═══ DATA EXTRACT

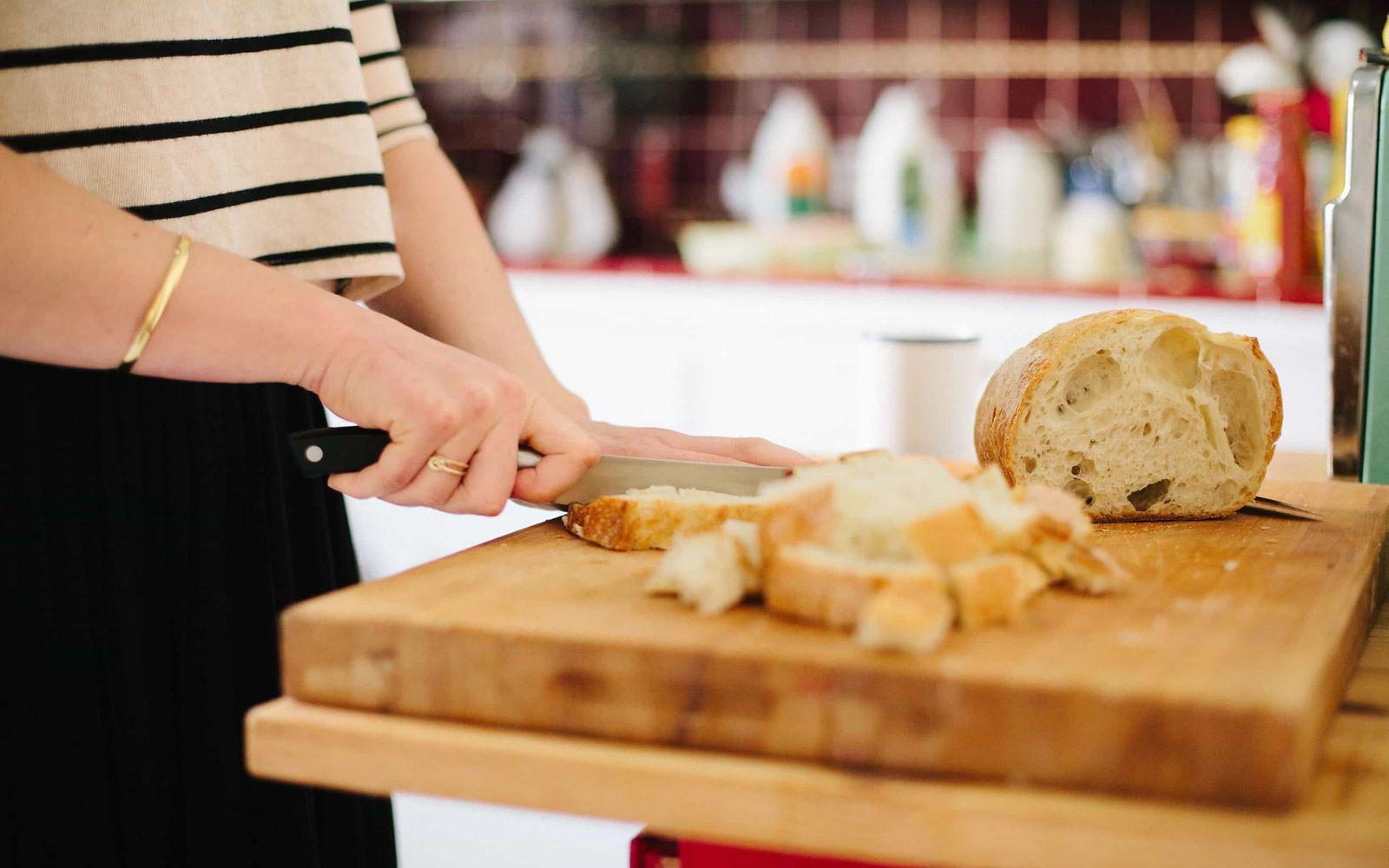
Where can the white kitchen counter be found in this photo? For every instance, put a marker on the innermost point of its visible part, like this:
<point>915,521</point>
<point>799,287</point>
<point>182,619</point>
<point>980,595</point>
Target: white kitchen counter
<point>771,358</point>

══════

▸ WHAT YOU NEED TO DO
Reproduce the listing above line for line, without alterations, and omit the pictures from your reproduction.

▸ EXERCISE RESULT
Where can the white kitchen counter be found in this photo? For every instance, put a marker on the innermost point of its visible part, like this:
<point>915,521</point>
<point>799,287</point>
<point>182,619</point>
<point>980,595</point>
Target: white kitchen counter
<point>771,358</point>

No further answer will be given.